> **Aim**
Could you rewrite every item below so that "a point per instance" becomes "one point for each instance", leaving the rest unchanged and omitting the pictures from your answer?

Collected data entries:
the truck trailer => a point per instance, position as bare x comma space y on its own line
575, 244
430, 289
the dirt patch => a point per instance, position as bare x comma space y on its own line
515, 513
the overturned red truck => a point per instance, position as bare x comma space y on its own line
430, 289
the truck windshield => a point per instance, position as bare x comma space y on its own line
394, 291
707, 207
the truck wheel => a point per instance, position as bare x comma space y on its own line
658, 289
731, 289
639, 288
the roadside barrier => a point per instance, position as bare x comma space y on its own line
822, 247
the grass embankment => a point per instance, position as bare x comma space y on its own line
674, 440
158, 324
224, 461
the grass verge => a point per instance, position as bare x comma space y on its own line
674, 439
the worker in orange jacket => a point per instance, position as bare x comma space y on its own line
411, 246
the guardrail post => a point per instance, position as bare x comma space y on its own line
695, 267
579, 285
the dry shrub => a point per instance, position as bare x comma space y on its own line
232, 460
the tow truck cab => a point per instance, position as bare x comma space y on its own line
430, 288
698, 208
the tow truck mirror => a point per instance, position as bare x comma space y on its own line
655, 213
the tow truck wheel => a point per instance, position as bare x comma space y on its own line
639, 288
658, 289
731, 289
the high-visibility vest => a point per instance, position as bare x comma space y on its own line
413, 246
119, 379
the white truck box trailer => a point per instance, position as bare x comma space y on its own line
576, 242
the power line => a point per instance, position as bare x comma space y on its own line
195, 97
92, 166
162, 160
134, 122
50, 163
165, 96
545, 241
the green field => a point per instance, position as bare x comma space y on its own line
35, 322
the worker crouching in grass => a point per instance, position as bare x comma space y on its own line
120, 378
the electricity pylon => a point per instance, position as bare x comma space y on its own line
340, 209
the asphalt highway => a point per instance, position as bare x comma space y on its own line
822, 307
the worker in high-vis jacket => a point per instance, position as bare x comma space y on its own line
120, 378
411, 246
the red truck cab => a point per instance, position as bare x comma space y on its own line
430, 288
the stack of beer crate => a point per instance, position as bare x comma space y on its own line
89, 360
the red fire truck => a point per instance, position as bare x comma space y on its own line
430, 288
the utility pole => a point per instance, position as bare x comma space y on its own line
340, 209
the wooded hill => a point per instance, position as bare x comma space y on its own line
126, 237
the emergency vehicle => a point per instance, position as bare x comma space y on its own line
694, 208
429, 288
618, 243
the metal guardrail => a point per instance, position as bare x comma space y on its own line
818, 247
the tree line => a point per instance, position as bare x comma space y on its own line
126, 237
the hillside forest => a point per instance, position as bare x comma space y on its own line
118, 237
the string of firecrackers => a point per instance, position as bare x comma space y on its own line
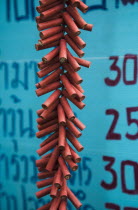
59, 24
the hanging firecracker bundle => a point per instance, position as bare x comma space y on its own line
60, 25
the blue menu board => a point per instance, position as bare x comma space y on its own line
107, 177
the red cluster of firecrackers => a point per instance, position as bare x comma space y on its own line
59, 24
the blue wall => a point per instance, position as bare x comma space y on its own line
108, 174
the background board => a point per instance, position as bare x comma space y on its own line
108, 174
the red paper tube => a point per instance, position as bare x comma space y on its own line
62, 137
75, 156
37, 85
49, 110
49, 24
73, 45
50, 32
64, 168
67, 108
70, 23
42, 162
72, 165
51, 12
48, 2
47, 124
79, 104
51, 39
48, 70
51, 55
41, 20
63, 192
72, 61
75, 3
55, 203
49, 139
51, 116
89, 27
79, 124
63, 205
68, 86
42, 47
83, 62
47, 147
48, 88
73, 199
74, 84
47, 155
74, 141
41, 169
80, 96
43, 8
44, 175
53, 192
74, 75
44, 183
76, 16
45, 207
52, 98
50, 78
81, 44
46, 131
41, 65
68, 67
61, 115
39, 112
66, 152
58, 178
73, 129
63, 51
53, 159
43, 192
83, 7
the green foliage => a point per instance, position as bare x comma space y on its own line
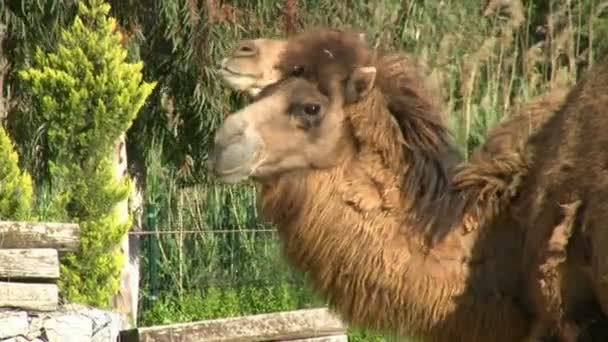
16, 193
87, 96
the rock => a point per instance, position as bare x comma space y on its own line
68, 327
69, 323
13, 323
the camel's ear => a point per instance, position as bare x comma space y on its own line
362, 37
360, 83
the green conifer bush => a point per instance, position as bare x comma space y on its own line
15, 186
87, 96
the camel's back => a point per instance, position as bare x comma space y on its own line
569, 154
568, 163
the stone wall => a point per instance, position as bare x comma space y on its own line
69, 323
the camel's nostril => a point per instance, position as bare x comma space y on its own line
246, 48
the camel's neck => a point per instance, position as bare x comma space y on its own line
353, 241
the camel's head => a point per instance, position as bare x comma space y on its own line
298, 123
254, 64
251, 65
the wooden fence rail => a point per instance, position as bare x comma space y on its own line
29, 262
318, 325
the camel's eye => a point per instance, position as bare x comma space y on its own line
297, 70
311, 109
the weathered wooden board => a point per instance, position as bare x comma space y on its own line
42, 263
300, 324
60, 236
336, 338
40, 297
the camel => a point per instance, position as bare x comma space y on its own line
512, 134
566, 185
507, 137
249, 67
369, 199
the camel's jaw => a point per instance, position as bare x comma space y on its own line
237, 151
244, 82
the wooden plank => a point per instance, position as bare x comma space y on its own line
266, 327
29, 263
39, 297
61, 236
336, 338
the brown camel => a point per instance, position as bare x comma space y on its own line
250, 67
507, 137
512, 134
368, 200
561, 204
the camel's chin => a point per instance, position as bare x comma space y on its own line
233, 178
238, 81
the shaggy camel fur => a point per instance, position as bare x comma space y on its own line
512, 134
507, 137
250, 67
567, 188
368, 199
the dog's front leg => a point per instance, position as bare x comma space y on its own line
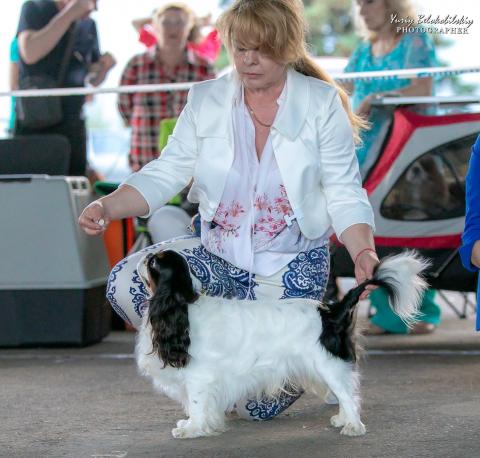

> **Output**
the truck trailer => one point for each instance, position as bare x comma space y on its own line
575, 244
430, 289
the dirt patch => one point for each instance, position as bare x comma space y on its own line
515, 513
the overturned red truck => one point for each instance, position as bare x comma space y on its own line
430, 289
the truck windshield => one point for each instance, position as bare x comma space y on its own line
394, 291
707, 207
the truck wheel => one point for each instance, position as bare x comma space y on its own line
658, 289
731, 289
639, 288
the roadside barrier => one point for each instance, position as bare x comma space y on its own line
822, 247
the grass embankment => one point for each instance, position as bare x comma space y on its own line
674, 440
158, 324
224, 461
the grass verge => one point for each instance, position as bare x comma space y on its own line
674, 439
the worker in orange jacket => one point for each instance, position as bare x comma space y on its own line
411, 246
the guardrail post => one point for each instance, position as bare x comma space y on its own line
695, 267
579, 285
the dry shrub => one point for each instance, position as bare x comma space y on its own line
232, 460
the tow truck cab => one point for each instance, position as bare x comma space y on its own line
430, 288
698, 208
the tow truck mirror => one point for each instance, position as bare x comma space y on its own line
655, 213
the tow truck wheel => one point for each instance, position as bare x comma space y on its own line
639, 288
658, 289
731, 289
the high-visibility vest => one point for each instance, position as bare x comma space y on its own line
413, 246
119, 379
the white truck box trailer => one point for each instance, position as bare x comma space y on its own line
576, 242
the power line => one point for each instance, position as bare x comma space y on its own line
195, 97
92, 166
162, 160
134, 122
50, 163
165, 96
545, 241
the green field => one point for each instance, position as bare x comma space y on its own line
35, 322
the worker crouching in grass => one point for each instance, position as bare x comma space y on its own line
120, 378
the electricity pylon => one point for each instance, position as bare x comma space y on its own line
340, 209
the asphalt highway => one point for each instance, position as bare x comma space y on its own line
822, 307
the worker in high-vis jacket => one point for each instance, position as bare x comma space y on its own line
120, 378
411, 246
the red truck cab => one point for each instance, position as bare x comma space y on its own line
430, 288
the stack of beer crate => one point for each instance, position as bare x comma space y on its own line
89, 360
the red fire truck => one point for each instance, position as bare x comma space y on its own line
430, 288
the utility pole => one point for each instance, position as bare x comma space y on its own line
340, 209
the wooded hill => one point for each instance, position as bare x comma space y on its own line
126, 237
the emergency vehicle => one point for each instance, position as bare x comma space y on its own line
694, 208
429, 288
618, 243
the metal guardrail => one point for each instance, position as bare x comma space y on its own line
818, 247
the tree line => one point for each instance, position as bare x comma space y on its own line
126, 237
the hillside forest => one point for each instance, position as bare x comma space y on its own line
118, 237
the string of firecrackers => one point for each instance, position as bare x comma space y on its own line
59, 24
the hanging firecracker bundle => one point for each instance, position as bare x comma space y on its own line
60, 25
the blue menu board => one point for each instance, position as bare x comma space y on its own line
107, 177
the red cluster of firecrackers => one point for each instance, position as bare x comma space y on its own line
59, 24
the blue wall => one point for each instance, position as bare x comma space y on its own line
108, 174
the background board => one point for each instance, position as bare x comma space y on its own line
108, 174
the red paper tube => one point for each instance, position as bare x comma space y on its own line
62, 137
75, 156
37, 85
49, 110
49, 24
73, 45
50, 32
64, 168
67, 108
70, 23
42, 162
72, 165
51, 12
48, 2
47, 124
79, 104
51, 39
48, 70
51, 55
41, 20
63, 192
72, 61
75, 3
55, 203
49, 139
51, 116
89, 27
79, 124
63, 205
68, 86
42, 47
83, 62
47, 147
48, 88
73, 199
74, 84
47, 155
74, 141
41, 169
80, 96
43, 8
44, 175
53, 192
74, 75
44, 183
76, 16
45, 207
52, 98
50, 78
81, 44
46, 131
41, 65
68, 67
61, 115
39, 112
66, 152
58, 178
73, 129
63, 51
53, 159
43, 192
83, 7
the green foliage => one point for each instance, position as bare x comma space y on its own line
16, 193
87, 96
the rock => one point for each instance, position as bare x comma space y on its own line
68, 327
69, 323
13, 323
the camel's ear => one point for each instance, position as bare x comma space y on its own line
362, 37
360, 83
the green conifer bush => one point for each instance, position as bare x comma space y on its own line
15, 186
87, 96
the camel's back => one point for each instance, position as bare x comma space y on its own line
569, 154
568, 163
the stone wall => one point for each instance, position as bare x comma space y on its own line
69, 323
the camel's nostril => one point for each instance, position as bare x comma space y on its own line
246, 48
the camel's neck => one point for each instance, position as bare x comma space y on its own line
353, 241
the camel's head => one point for each instance, position as bare x comma space y on its own line
298, 123
254, 64
251, 65
the wooden fence rail => one point for each instance, position as bare x comma space y on its own line
29, 262
318, 325
the camel's eye => one point for each instance, position as bare x comma space y on its own line
297, 70
311, 109
the weathered wooden board => one point for each instance, position as bare x comma space y on its own line
42, 263
300, 324
60, 236
336, 338
40, 297
the camel => one point for each instance, position as bare x comma space y on its own line
512, 134
566, 185
507, 137
249, 67
369, 199
the camel's jaw => one point for each instance, position as bare x comma space y on its own line
237, 151
244, 82
the wooden plank => one point for each instance, position as bare x comma space y on its own line
266, 327
29, 263
39, 297
61, 236
336, 338
the brown camel => one point for each instance, position as bare x comma space y on its own line
250, 67
507, 137
512, 134
368, 200
561, 204
the camel's chin => one point for each instance, position as bare x comma space y on its own line
233, 178
238, 81
the shaggy camel fur => one point for each instance, position as bare x comma space y on its own line
512, 134
507, 137
250, 67
567, 188
368, 199
the dog's front leg => one point for each instance, position as bare x comma space y on its own line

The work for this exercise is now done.